● **WHAT YOU NEED TO DO**
Reproduce the listing below in full, changing each occurrence of "even-odd" to "nonzero" and leaving everything else as it is.

********************

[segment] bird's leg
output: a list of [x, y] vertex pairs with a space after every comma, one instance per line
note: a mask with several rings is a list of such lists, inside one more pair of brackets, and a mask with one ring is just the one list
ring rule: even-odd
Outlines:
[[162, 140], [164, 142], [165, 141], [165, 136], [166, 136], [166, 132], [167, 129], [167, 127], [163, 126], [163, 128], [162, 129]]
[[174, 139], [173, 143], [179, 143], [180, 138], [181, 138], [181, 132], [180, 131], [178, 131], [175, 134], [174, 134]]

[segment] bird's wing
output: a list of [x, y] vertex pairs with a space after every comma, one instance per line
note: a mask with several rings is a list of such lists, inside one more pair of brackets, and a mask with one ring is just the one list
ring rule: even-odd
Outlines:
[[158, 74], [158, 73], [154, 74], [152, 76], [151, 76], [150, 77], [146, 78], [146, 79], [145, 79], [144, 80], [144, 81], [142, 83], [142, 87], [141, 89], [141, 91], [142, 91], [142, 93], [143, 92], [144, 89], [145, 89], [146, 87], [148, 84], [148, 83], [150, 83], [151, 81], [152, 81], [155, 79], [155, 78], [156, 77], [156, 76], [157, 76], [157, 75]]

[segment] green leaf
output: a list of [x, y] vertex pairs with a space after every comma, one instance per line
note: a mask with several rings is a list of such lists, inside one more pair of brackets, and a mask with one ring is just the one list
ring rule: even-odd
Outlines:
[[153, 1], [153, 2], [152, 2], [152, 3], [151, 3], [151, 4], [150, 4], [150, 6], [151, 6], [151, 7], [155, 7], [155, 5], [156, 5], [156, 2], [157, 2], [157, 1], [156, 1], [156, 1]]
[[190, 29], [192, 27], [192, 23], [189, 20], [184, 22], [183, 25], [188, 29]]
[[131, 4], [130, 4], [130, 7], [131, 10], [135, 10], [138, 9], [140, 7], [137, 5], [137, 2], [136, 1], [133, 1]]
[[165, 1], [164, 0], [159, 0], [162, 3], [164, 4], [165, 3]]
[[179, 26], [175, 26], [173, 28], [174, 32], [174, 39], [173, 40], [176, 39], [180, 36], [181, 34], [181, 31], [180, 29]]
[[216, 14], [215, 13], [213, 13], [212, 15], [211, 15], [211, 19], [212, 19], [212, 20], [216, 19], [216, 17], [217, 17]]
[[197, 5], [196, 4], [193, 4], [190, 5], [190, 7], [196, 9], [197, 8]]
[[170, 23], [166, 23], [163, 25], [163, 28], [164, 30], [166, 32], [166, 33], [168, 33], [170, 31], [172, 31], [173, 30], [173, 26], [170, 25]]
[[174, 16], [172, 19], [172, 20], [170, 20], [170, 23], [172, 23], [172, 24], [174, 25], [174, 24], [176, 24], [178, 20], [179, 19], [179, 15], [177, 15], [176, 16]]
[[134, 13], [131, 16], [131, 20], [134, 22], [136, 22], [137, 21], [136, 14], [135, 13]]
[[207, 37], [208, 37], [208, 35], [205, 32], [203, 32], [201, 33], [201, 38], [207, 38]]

********************

● **THE COMPLETED TASK**
[segment] bird's leg
output: a list of [x, y] vertex pairs with a space after every comma, one instance per line
note: a mask with several rings is a list of such lists, inside one more pair of brackets, and a mask with one ring is just the one list
ring rule: nonzero
Outlines:
[[162, 140], [164, 142], [165, 141], [165, 136], [166, 136], [166, 132], [167, 129], [167, 127], [163, 126], [163, 128], [162, 129]]
[[174, 139], [173, 143], [179, 143], [180, 138], [181, 138], [181, 132], [180, 131], [178, 131], [175, 134], [174, 134]]

[segment] bird's wing
output: a list of [x, y] vertex pairs with a space after every comma, one instance per line
note: a mask with several rings is a list of such lists, inside one more pair of brackets, and a mask with one ring is just the one list
ring rule: nonzero
Outlines:
[[158, 74], [158, 73], [154, 74], [152, 76], [151, 76], [150, 77], [146, 78], [146, 79], [145, 79], [144, 80], [144, 81], [142, 83], [142, 87], [141, 89], [141, 91], [142, 91], [142, 93], [143, 92], [144, 89], [145, 89], [146, 87], [148, 84], [148, 83], [150, 83], [151, 81], [152, 81], [155, 79], [155, 78], [156, 77], [156, 76], [157, 76], [157, 75]]

[segment] green leaf
output: a list of [x, y] vertex pairs with a space after every comma, one instance per line
note: a mask with several rings is a list of such lists, inside one more pair of brackets, and a mask with one ring is just the one list
ring rule: nonzero
Outlines:
[[153, 1], [153, 2], [152, 2], [152, 3], [151, 3], [151, 4], [150, 4], [150, 6], [151, 6], [151, 7], [155, 7], [155, 5], [156, 5], [156, 2], [157, 2], [157, 1], [156, 1], [156, 1]]
[[190, 29], [192, 27], [192, 23], [189, 20], [184, 22], [183, 25], [188, 29]]
[[131, 4], [130, 4], [130, 7], [131, 10], [135, 10], [138, 9], [140, 7], [137, 5], [137, 2], [136, 1], [133, 1]]
[[165, 1], [164, 0], [159, 0], [162, 3], [164, 4], [165, 3]]
[[179, 26], [175, 26], [173, 28], [174, 32], [174, 39], [173, 40], [176, 39], [180, 36], [181, 34], [181, 31], [180, 29]]
[[216, 14], [215, 13], [213, 13], [212, 15], [211, 15], [211, 19], [212, 19], [212, 20], [216, 19], [216, 17], [217, 17]]
[[197, 5], [196, 4], [193, 4], [190, 5], [190, 7], [196, 9], [197, 8]]
[[170, 23], [166, 23], [163, 25], [163, 28], [164, 30], [166, 32], [166, 33], [168, 33], [170, 31], [172, 31], [173, 30], [173, 26], [170, 25]]
[[174, 16], [172, 19], [172, 20], [170, 20], [170, 23], [172, 23], [172, 24], [174, 25], [174, 24], [176, 24], [178, 20], [179, 19], [179, 15], [177, 15], [176, 16]]
[[134, 13], [131, 16], [131, 20], [134, 22], [136, 22], [137, 21], [136, 14], [135, 13]]
[[207, 37], [208, 37], [208, 35], [205, 32], [203, 32], [201, 33], [201, 38], [207, 38]]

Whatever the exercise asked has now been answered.